OBJECTIVE: Write out the material below exactly, beginning at the line that contains "For every instance of the balcony" and ending with its last line, both ends included; write nothing else.

[Raw records]
"""
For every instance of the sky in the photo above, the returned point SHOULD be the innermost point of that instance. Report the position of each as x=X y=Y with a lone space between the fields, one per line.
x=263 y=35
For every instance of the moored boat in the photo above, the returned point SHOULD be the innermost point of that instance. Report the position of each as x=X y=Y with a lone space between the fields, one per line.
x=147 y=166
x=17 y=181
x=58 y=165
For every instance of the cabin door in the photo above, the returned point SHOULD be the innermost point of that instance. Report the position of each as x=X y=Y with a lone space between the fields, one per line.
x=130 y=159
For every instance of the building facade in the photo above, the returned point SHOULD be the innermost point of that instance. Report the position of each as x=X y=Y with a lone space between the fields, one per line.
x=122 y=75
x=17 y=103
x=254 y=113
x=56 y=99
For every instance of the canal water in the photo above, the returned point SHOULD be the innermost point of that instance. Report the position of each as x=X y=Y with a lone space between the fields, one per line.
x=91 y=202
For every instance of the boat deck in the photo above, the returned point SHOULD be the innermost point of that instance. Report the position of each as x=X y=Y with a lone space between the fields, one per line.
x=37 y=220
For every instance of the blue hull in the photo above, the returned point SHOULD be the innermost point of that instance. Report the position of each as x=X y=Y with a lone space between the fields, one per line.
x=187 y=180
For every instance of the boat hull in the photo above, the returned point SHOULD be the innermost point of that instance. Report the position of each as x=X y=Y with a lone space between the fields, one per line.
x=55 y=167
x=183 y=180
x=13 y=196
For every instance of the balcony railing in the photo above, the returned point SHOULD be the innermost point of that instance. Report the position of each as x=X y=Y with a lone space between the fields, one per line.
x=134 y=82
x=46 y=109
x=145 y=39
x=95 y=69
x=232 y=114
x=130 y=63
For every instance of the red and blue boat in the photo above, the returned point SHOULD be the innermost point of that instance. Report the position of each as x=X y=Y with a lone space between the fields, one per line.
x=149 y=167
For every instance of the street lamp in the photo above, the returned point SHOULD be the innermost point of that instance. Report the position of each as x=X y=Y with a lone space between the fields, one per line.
"""
ANSWER IN FULL:
For every instance of the balcony railing in the photo above, the returned point SHOULD be the innermost point of that instance. Report the position of each as x=X y=Y with a lone space between the fields, one per line.
x=134 y=82
x=46 y=109
x=145 y=39
x=95 y=69
x=232 y=114
x=130 y=63
For every instance of the red and blue boat in the photo above, the returned point SHOULD be the innermost point of that instance. Report the position of each as x=X y=Y with a lone space between the fields, one per line.
x=149 y=167
For every instance of the street lamp in the photo above, the returned point SHOULD be the innermost point of that instance. Report the position of each as x=X y=Y with a lone space between the fields, one per line.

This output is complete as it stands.